## [Exercise]
Transcribe each record below word for word.

## [Working data]

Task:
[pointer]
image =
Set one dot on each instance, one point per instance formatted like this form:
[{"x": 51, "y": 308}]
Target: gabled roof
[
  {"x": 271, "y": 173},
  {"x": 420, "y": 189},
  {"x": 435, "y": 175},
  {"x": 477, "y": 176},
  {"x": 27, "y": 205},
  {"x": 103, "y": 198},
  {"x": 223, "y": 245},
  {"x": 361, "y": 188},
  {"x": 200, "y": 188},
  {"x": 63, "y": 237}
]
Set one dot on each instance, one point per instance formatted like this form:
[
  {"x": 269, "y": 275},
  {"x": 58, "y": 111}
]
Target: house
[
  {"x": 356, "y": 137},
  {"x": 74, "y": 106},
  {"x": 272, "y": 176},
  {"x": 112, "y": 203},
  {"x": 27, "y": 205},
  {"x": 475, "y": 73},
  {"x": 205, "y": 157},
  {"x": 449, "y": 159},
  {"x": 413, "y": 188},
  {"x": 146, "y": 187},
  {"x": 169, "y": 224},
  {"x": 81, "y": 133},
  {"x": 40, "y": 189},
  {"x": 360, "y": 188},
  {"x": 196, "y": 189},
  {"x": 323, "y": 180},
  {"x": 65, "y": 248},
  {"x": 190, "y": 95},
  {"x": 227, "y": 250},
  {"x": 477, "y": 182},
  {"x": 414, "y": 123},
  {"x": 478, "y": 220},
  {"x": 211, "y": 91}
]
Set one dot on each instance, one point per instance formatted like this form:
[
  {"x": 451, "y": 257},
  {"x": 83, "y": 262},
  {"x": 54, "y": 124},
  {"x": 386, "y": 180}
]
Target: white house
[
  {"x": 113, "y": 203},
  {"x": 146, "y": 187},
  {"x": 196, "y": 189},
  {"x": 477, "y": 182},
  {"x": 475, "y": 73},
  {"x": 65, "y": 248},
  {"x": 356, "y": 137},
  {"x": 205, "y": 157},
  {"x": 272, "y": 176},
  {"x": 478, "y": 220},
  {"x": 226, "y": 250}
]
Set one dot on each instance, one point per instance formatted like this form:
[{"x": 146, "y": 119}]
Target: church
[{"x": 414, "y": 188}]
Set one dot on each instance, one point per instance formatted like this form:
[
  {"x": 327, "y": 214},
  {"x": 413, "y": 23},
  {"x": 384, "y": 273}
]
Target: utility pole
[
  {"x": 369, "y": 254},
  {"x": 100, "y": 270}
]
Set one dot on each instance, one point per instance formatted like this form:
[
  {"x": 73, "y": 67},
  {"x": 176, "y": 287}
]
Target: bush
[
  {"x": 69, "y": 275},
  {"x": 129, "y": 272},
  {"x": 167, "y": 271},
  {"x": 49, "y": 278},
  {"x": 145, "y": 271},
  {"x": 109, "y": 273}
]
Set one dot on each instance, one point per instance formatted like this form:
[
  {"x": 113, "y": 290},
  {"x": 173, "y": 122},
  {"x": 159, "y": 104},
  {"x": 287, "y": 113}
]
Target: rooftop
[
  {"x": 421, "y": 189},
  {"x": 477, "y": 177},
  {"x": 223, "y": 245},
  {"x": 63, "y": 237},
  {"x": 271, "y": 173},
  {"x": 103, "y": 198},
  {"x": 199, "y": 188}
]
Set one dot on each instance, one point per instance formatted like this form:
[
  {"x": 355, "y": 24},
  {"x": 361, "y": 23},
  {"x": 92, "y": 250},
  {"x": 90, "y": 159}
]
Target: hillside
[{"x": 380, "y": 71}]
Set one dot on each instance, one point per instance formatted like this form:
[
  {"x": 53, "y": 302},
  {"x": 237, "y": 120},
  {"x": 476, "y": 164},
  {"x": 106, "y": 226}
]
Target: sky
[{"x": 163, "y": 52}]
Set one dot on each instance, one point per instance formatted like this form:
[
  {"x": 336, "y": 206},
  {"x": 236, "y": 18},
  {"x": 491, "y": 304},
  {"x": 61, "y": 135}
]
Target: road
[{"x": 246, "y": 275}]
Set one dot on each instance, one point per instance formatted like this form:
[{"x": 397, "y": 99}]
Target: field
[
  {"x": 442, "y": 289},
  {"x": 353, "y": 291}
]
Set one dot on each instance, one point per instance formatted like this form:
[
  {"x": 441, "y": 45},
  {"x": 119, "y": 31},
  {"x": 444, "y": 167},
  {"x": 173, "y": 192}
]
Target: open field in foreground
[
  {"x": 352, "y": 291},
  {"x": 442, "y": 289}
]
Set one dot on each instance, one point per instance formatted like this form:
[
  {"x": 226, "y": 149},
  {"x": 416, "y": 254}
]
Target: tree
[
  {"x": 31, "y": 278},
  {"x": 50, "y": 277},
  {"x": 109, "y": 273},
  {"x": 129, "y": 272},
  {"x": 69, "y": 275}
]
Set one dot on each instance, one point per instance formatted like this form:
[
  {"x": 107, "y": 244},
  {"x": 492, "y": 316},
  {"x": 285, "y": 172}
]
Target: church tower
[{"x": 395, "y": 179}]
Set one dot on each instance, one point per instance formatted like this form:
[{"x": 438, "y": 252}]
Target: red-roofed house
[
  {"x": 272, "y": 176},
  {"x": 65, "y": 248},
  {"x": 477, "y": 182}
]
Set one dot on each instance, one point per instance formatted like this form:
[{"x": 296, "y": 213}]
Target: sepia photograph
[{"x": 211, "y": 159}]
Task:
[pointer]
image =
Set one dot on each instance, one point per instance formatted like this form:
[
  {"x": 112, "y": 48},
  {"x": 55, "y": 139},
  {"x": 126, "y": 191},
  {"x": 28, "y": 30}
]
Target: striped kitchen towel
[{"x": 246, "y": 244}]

## [Solution]
Task:
[pointer]
image =
Set one dot on each instance, one point per instance formatted like this form:
[{"x": 51, "y": 308}]
Target: gabled roof
[
  {"x": 271, "y": 173},
  {"x": 420, "y": 189},
  {"x": 435, "y": 175},
  {"x": 477, "y": 176},
  {"x": 27, "y": 205},
  {"x": 103, "y": 198},
  {"x": 223, "y": 245},
  {"x": 361, "y": 188},
  {"x": 200, "y": 188},
  {"x": 63, "y": 237}
]
Set one dot on each instance, one point per instance formatted like this form:
[
  {"x": 269, "y": 275},
  {"x": 58, "y": 111}
]
Target: house
[
  {"x": 356, "y": 137},
  {"x": 74, "y": 106},
  {"x": 272, "y": 176},
  {"x": 112, "y": 203},
  {"x": 27, "y": 205},
  {"x": 475, "y": 73},
  {"x": 205, "y": 157},
  {"x": 449, "y": 159},
  {"x": 413, "y": 188},
  {"x": 146, "y": 187},
  {"x": 169, "y": 224},
  {"x": 81, "y": 133},
  {"x": 40, "y": 189},
  {"x": 360, "y": 188},
  {"x": 196, "y": 189},
  {"x": 323, "y": 180},
  {"x": 65, "y": 248},
  {"x": 190, "y": 95},
  {"x": 227, "y": 250},
  {"x": 477, "y": 182},
  {"x": 414, "y": 123},
  {"x": 478, "y": 220},
  {"x": 211, "y": 91}
]
Set one dot on each instance, one point per instance formatted like this form:
[
  {"x": 451, "y": 257},
  {"x": 83, "y": 262},
  {"x": 54, "y": 124},
  {"x": 386, "y": 180}
]
Target: white house
[
  {"x": 113, "y": 203},
  {"x": 146, "y": 187},
  {"x": 196, "y": 189},
  {"x": 477, "y": 182},
  {"x": 475, "y": 73},
  {"x": 65, "y": 248},
  {"x": 356, "y": 137},
  {"x": 205, "y": 157},
  {"x": 272, "y": 176},
  {"x": 478, "y": 220},
  {"x": 226, "y": 250}
]
Set one dot on each instance, one point per instance formatted like this form:
[{"x": 146, "y": 119}]
Target: church
[{"x": 414, "y": 188}]
Set one dot on each instance, one point per instance formatted like this form:
[
  {"x": 327, "y": 214},
  {"x": 413, "y": 23},
  {"x": 384, "y": 273}
]
Target: utility pole
[
  {"x": 369, "y": 254},
  {"x": 100, "y": 270}
]
Set one dot on each instance, one point per instance formatted like this form:
[
  {"x": 73, "y": 67},
  {"x": 176, "y": 287}
]
Target: bush
[
  {"x": 69, "y": 275},
  {"x": 129, "y": 272},
  {"x": 167, "y": 271},
  {"x": 49, "y": 278},
  {"x": 145, "y": 271},
  {"x": 109, "y": 273}
]
Set one dot on each instance, one point per instance formatted like this form:
[
  {"x": 113, "y": 290},
  {"x": 173, "y": 122},
  {"x": 159, "y": 104},
  {"x": 287, "y": 113}
]
Target: rooftop
[
  {"x": 421, "y": 189},
  {"x": 477, "y": 177},
  {"x": 223, "y": 245},
  {"x": 63, "y": 237},
  {"x": 271, "y": 173},
  {"x": 103, "y": 198},
  {"x": 199, "y": 188}
]
Set one dot on each instance, one point per instance formatted like this form:
[
  {"x": 355, "y": 24},
  {"x": 361, "y": 23},
  {"x": 92, "y": 250},
  {"x": 90, "y": 159}
]
Target: hillside
[{"x": 380, "y": 71}]
Set one dot on each instance, one point per instance formatted like this form:
[
  {"x": 53, "y": 302},
  {"x": 237, "y": 120},
  {"x": 476, "y": 164},
  {"x": 106, "y": 226}
]
Target: sky
[{"x": 163, "y": 52}]
Set one dot on each instance, one point per instance formatted like this form:
[
  {"x": 336, "y": 206},
  {"x": 236, "y": 18},
  {"x": 491, "y": 304},
  {"x": 61, "y": 135}
]
Target: road
[{"x": 246, "y": 275}]
Set one dot on each instance, one point per instance formatted like this form:
[{"x": 397, "y": 99}]
Target: field
[
  {"x": 442, "y": 289},
  {"x": 353, "y": 291}
]
Set one dot on each instance, one point per instance formatted like this form:
[
  {"x": 441, "y": 45},
  {"x": 119, "y": 31},
  {"x": 444, "y": 167},
  {"x": 173, "y": 192}
]
Target: open field in foreground
[
  {"x": 352, "y": 291},
  {"x": 442, "y": 289}
]
Set one dot on each instance, one point per instance formatted like this form:
[
  {"x": 226, "y": 149},
  {"x": 416, "y": 254}
]
Target: tree
[
  {"x": 31, "y": 278},
  {"x": 50, "y": 277},
  {"x": 109, "y": 273},
  {"x": 129, "y": 272},
  {"x": 69, "y": 275}
]
Set one dot on each instance, one point per instance formatted like this form:
[
  {"x": 107, "y": 244},
  {"x": 492, "y": 316},
  {"x": 285, "y": 172}
]
Target: church tower
[{"x": 395, "y": 179}]
Set one dot on each instance, one point per instance formatted like this form:
[{"x": 438, "y": 252}]
Target: red-roofed house
[
  {"x": 272, "y": 176},
  {"x": 65, "y": 248},
  {"x": 477, "y": 182}
]
Set one dot on each instance, one point per instance formatted like this form:
[{"x": 296, "y": 213}]
Target: sepia photograph
[{"x": 211, "y": 159}]
Task:
[pointer]
image =
Set one dot on each instance, one point per instance formatted like this form:
[
  {"x": 112, "y": 48},
  {"x": 55, "y": 139},
  {"x": 126, "y": 191},
  {"x": 28, "y": 30}
]
Target: striped kitchen towel
[{"x": 246, "y": 244}]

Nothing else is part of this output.